» **Records shown**
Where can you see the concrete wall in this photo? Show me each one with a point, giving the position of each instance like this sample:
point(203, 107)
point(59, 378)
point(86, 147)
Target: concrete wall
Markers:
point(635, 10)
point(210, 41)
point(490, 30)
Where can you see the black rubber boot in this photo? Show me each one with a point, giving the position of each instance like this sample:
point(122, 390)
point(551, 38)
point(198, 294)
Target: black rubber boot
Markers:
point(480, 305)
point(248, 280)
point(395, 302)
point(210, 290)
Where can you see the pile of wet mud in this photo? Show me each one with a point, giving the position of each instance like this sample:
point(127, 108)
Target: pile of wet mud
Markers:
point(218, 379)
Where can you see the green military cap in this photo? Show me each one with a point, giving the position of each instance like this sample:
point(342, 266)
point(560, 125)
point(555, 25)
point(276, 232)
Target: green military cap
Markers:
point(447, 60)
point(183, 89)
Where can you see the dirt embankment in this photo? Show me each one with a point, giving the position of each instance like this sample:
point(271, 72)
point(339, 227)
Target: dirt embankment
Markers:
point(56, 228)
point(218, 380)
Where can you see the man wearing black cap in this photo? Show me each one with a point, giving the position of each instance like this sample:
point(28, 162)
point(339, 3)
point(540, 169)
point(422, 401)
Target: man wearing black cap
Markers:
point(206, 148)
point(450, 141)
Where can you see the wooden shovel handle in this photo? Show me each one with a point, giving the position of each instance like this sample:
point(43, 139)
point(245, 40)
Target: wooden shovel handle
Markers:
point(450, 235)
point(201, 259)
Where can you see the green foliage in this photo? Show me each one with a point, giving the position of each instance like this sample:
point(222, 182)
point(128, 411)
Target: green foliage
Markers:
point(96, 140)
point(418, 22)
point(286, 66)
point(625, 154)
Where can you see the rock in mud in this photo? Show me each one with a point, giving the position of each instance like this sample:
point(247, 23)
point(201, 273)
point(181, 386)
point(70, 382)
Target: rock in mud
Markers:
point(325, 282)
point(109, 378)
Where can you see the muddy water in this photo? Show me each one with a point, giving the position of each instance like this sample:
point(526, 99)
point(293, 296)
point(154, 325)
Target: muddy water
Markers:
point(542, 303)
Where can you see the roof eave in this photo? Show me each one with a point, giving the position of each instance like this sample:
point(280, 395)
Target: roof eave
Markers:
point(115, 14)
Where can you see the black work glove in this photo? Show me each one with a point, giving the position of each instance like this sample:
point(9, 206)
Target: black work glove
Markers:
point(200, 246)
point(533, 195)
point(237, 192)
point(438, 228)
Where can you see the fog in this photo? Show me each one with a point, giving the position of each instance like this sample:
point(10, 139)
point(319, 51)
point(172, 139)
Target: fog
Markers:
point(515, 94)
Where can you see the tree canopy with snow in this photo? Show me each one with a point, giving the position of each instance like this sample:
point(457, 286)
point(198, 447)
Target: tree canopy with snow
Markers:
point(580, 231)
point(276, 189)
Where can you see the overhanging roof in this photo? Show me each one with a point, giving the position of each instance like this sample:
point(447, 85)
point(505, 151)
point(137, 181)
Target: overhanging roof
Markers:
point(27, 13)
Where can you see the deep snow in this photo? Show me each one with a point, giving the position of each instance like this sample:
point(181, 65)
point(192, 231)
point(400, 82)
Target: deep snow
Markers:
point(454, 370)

» **Stated goal**
Write out again, exactly, the lines from the one holding "Where can you see the fog" through the end of the listing, with both ends included.

» **Correct result**
Where can you see the fog in this photo? Show me each one with a point, giving the position of each instance like this sample:
point(10, 139)
point(319, 51)
point(172, 139)
Target: fog
Markers:
point(515, 94)
Where can you see the tree canopy with snow in this photo? Show me each one with a point, giving the position of each instance like this sample:
point(457, 286)
point(198, 447)
Target: tree canopy with snow
Markers:
point(580, 231)
point(276, 189)
Where can you see the overhanging roof in this photo? Show me each one with a point, giving the position of each instance like this sample:
point(447, 85)
point(505, 151)
point(137, 181)
Target: overhanging roof
Markers:
point(27, 13)
Where can you see the deep snow in this photo? Show me each one with a point, giving the position of each instance like this sample:
point(181, 65)
point(192, 231)
point(400, 82)
Target: deep snow
Markers:
point(454, 370)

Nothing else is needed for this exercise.